* Data listing:
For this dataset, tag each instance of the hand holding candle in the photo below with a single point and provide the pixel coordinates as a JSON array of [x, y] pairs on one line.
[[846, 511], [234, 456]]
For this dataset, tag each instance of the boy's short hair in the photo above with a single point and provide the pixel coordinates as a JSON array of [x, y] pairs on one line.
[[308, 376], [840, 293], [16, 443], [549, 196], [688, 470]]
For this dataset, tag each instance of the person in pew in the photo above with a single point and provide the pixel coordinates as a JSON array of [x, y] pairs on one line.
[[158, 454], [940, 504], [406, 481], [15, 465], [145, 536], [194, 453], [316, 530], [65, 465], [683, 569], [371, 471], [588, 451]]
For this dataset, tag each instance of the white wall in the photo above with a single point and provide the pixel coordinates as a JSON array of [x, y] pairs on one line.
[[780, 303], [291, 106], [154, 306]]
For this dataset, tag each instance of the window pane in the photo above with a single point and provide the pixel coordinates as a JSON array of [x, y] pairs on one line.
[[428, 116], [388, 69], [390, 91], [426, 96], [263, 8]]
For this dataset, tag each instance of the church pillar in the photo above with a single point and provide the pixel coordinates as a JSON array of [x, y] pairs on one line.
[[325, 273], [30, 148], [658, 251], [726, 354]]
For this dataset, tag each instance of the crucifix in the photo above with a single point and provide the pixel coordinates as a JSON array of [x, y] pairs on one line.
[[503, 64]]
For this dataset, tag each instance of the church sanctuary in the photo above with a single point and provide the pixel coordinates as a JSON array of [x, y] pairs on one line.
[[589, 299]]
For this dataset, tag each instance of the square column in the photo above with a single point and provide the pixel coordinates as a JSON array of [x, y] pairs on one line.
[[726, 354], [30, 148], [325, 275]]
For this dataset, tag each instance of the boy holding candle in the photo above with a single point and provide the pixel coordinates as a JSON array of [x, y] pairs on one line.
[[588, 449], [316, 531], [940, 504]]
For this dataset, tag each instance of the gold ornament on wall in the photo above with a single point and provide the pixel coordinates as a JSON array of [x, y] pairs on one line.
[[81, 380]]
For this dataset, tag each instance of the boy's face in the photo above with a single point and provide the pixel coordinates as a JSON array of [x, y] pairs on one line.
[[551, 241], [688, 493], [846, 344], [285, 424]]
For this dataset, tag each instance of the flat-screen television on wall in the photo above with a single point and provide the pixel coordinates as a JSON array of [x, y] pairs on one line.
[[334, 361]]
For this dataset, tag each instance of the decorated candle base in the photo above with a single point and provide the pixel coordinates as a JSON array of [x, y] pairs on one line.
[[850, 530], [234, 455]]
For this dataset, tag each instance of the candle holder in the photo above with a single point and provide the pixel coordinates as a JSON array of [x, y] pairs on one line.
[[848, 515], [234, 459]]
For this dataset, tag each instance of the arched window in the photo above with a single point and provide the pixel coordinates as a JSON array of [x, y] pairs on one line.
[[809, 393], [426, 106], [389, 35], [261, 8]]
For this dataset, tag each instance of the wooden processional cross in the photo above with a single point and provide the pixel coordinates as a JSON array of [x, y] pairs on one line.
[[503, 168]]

* Exercise requirements: Write out every item above again, word for word and in the same order.

* Right answer:
For this dataset, tag each instance of the hand holding candle in the photo below with a single point and provide the pixel coordinates as a JSON array of [x, y] pairs on one line.
[[846, 511], [234, 456]]
For this dataset, tag each instance of the boy's short hair in the photo above with a single point and provide the pixel coordinates as a JSON array of [x, y] pairs on one line.
[[308, 376], [840, 293], [16, 443], [549, 196], [688, 470]]
For this dataset, tag each instance of the person in pew in the photo above with a single point and provide the pixel coordinates as a JSON array of [x, y] pairs on one line.
[[158, 454], [940, 504], [406, 481], [15, 465], [145, 536], [194, 453], [316, 530], [65, 465], [683, 569], [371, 471], [588, 451]]
For this dataset, tag each instance of the white wall in the photo above with a single point and provide the pixel coordinates as a JSON array of [x, y] pairs on one line.
[[780, 303], [291, 106], [154, 306]]
For this dataset, tag each instance of the window pane in the photo above with a single point and provide the pixel coordinates as a JSON array of [x, y] pairs on one line.
[[428, 116], [388, 69], [390, 91], [426, 96], [263, 8]]
For this dataset, tag each instance of the church pillar in the photo above with a single point and provide the pixel coordinates as a JSON array of [x, y] pairs on one line.
[[325, 273], [30, 148], [658, 251], [726, 354]]
For this dataset, tag each instance of the crucifix in the photo above with a single point and provide the pixel coordinates as a JSON array of [x, y] pairs on one line.
[[503, 64]]
For this dataset, tag each instance of the church sanctuary in the photo above with a single point and provide the pixel coordinates as a JSON array of [x, y] pairs on one line.
[[589, 299]]
For this dataset, tag each instance of the square column in the photo above with a single point and provide the pixel coordinates as a JSON array of [x, y] pairs on one line.
[[726, 354], [30, 148], [325, 275]]
For this dataset, tag each instance of the boy holding candle in the photo above with a single point and provide the pixel coordinates as a JSON array of [x, y] pairs on one line.
[[588, 449], [316, 531], [940, 504]]
For this dataset, tag each instance of the gold ornament on wall in the photo above with a single point and provide the pixel coordinates as a JSON array of [x, y] pairs on one line.
[[81, 380]]
For this dataset, tag each instance of the boy's face in the photo above with a single point and provide the pixel coordinates as a JSON array of [x, y] pairs on one line.
[[551, 241], [688, 493], [846, 344], [285, 424]]
For this dataset, tag each instance of the flat-screen television on wall in the photo above with a single point and provide the pixel coordinates as a JSON array of [x, y] pairs on one line.
[[334, 361]]
For this dataset, tag each instance of the decorated candle base in the photo above with a single point and provide the pixel coordinates as a JSON array of [x, y] pairs on one line.
[[850, 530], [234, 455]]
For this dataset, tag each instance of the candle holder in the photo above with a single point and provide the pixel coordinates as a JSON array of [x, y] pairs on one line.
[[848, 515], [234, 459]]
For this dataset, tag each instance of the arched window in the photo above with a single point and provide the pixel coordinates as a JSON array of [x, y] pairs on one line.
[[809, 393], [426, 106], [389, 35], [261, 8]]
For this dataset, tag each instance of the wooden processional cross in the photo above with a single point and provide the pixel coordinates as a JSON array of [x, y] pairs on one line.
[[503, 168]]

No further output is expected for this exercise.